### 掲載本文
"""

お知らせ

関節リウマチ患者さんの手術について

 地域の新型コロナウイルスの感染状況によっては、待機手術(生命に直結せず、少し待っても良いと判断できる手術)は延期されます。また、患者さん自身が新型コロナウイルスに感染した場合も待機手術は延期されます(日本麻酔科学会の推奨:感染後7週間の延期)。リウマチ患者さんの中には、予定していた手術が延期になってしまった方もいるかもしれません。新型コロナウイルスの患者さんが増えると、その他の病気の治療が滞ってしまうという例の1つです。残念ながら、感染力が強いウイルスが蔓延している時期には、一緒に入院している別の患者さんから感染する院内感染のリスクもあります。待てるのであれば、感染者が少ない時期を選択した方が良いと思います。
 関節リウマチの治療が進み、昔に比べて手術を必要とする患者さんは減っています。特に滑膜切除術が必要となることは非常に少なくなっています。また、人工関節手術の件数も、ピーク時の60%にまで減少していることが報告されています。では、手術が必要ないかというとそうではありません。適切なタイミングでリウマチの治療を開始し、病勢をコントロールできた方は関節の破壊を免れますが、残念ながら全ての方がそうなるわけではありません。関節リウマチの治療開始が遅れた方、病勢のコントロールが難しい方では、現在でも関節破壊が進行しますし、手術が必要となります。加えて、リウマチではない方と同様に加齢による変形性関節症によって手術が必要となることもあります。

"""

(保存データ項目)
"""

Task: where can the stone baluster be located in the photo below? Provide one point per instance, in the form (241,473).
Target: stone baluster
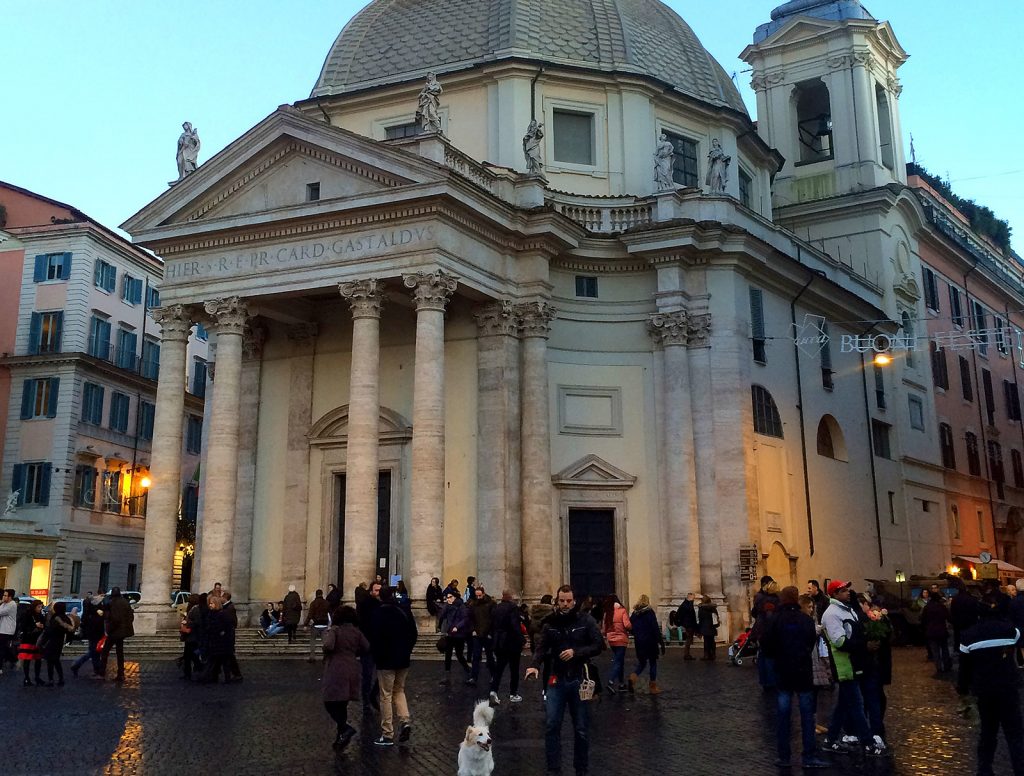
(431,292)
(363,454)
(162,510)
(229,316)
(538,531)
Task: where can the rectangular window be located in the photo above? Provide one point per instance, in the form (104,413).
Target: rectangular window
(39,397)
(125,356)
(199,378)
(586,287)
(966,384)
(92,403)
(931,291)
(131,289)
(940,376)
(146,416)
(104,577)
(880,439)
(76,577)
(194,434)
(955,310)
(401,130)
(986,383)
(120,403)
(104,275)
(45,330)
(99,338)
(1013,397)
(758,326)
(573,137)
(745,183)
(151,358)
(684,164)
(33,483)
(85,486)
(916,407)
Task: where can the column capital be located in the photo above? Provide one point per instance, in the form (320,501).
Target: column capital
(229,314)
(252,340)
(698,331)
(431,290)
(365,297)
(669,329)
(535,317)
(175,321)
(497,317)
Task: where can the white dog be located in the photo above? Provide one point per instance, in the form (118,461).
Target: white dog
(475,758)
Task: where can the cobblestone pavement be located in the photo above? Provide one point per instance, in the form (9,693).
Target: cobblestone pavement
(711,719)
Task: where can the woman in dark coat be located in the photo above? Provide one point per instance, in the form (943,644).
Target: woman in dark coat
(31,627)
(343,643)
(648,640)
(708,623)
(456,627)
(54,637)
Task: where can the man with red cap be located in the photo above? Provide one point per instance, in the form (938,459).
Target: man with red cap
(848,647)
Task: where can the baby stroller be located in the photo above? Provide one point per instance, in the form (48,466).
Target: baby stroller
(742,647)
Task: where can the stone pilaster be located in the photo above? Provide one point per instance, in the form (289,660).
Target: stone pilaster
(302,340)
(363,454)
(165,492)
(671,331)
(229,316)
(538,528)
(431,292)
(499,539)
(252,369)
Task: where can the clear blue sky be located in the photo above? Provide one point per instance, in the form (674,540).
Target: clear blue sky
(96,91)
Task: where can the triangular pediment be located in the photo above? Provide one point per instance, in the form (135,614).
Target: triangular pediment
(593,471)
(268,168)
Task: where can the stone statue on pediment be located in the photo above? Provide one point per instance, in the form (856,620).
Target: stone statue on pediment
(187,156)
(531,147)
(665,154)
(430,102)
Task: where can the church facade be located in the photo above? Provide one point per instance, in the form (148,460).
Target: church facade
(434,358)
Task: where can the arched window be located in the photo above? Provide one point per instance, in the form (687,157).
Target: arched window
(830,440)
(766,419)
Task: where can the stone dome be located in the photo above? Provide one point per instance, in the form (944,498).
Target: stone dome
(391,41)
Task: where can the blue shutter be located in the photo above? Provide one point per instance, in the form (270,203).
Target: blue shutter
(51,410)
(35,331)
(28,397)
(17,482)
(44,485)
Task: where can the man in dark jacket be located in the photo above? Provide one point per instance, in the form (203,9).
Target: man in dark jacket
(392,636)
(316,620)
(481,611)
(509,639)
(987,666)
(568,640)
(790,640)
(118,619)
(686,617)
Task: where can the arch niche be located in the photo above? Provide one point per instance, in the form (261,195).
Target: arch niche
(328,454)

"""

### 課題 A
関節リウマチ患者の手術についての本文から、「地域の新型コロナウイルスの感」で始まり「選択した方が良いと思います。」で終わる部分を一字も変えずに書き出すこと。
### 課題 B
関節リウマチ患者の手術についての本文を、最後の文の後から書き継ぐこと。

### 解答欄 A
地域の新型コロナウイルスの感染状況によっては、待機手術(生命に直結せず、少し待っても良いと判断できる手術)は延期されます。また、患者さん自身が新型コロナウイルスに感染した場合も待機手術は延期されます(日本麻酔科学会の推奨:感染後7週間の延期)。リウマチ患者さんの中には、予定していた手術が延期になってしまった方もいるかもしれません。新型コロナウイルスの患者さんが増えると、その他の病気の治療が滞ってしまうという例の1つです。残念ながら、感染力が強いウイルスが蔓延している時期には、一緒に入院している別の患者さんから感染する院内感染のリスクもあります。待てるのであれば、感染者が少ない時期を選択した方が良いと思います。

### 解答欄 B
 関節の手術が必要かどうかの最終判断は整形外科医が行います。ただ関節をきれいにするだけでなく、機能を元に戻すことを目標とするならば、手術を行う時期が非常に重要です。手術のタイミングが遅れると、関節を入れ替えて見た目が良くなったとしても、機能(可動域や筋力)は回復しません。正しいタイミングで適切な手術を選択しなければなりません。現在、リウマチ専門医には、整形外科出身の先生と内科出身の先生がいます。手術の判断に関しては、整形外科出身のリウマチ専門医の方が得意です。実際に手術をする(したことがある)ということは大きな強みだと思います。しかし、専門医の認定を各学会ではなく日本専門医機構が行うこととなり、状況が変わりました。新たにリウマチ専門医を目指す医師は内科を専攻し、先に内科専門医を取得しなければなりません。整形外科出身のリウマチ専門医は既に取得済みの医師に限られますので、今後、徐々にいなくなっていきます。リウマチ診療では、手術の他にも、リハビリテーション、装具の選択や採型、補助具の提案、身体障碍者手帳の取得に関わる計測など、整形外科の知識や技術は重要ですので、整形外科医がリウマチ専門医を取得できなくなることは大きな損失ではないかと思います。
 以前より少なくなっていますが、当院の患者さんでも手術が必要になる方はいます。適切な時期に手術することで、多くの方が見た目だけでなく、機能の回復を目指すことができています。日常生活での支障がなくなるだけでなく、好きなスポーツを楽しむことができるレベルにまで機能が改善している方もいます。手術の技術はもちろん重要ですが、どんなに上手な先生が手術しても、時期を逸してしまった方の機能は戻らないという点も多くの方に知っておいてほしいと思います。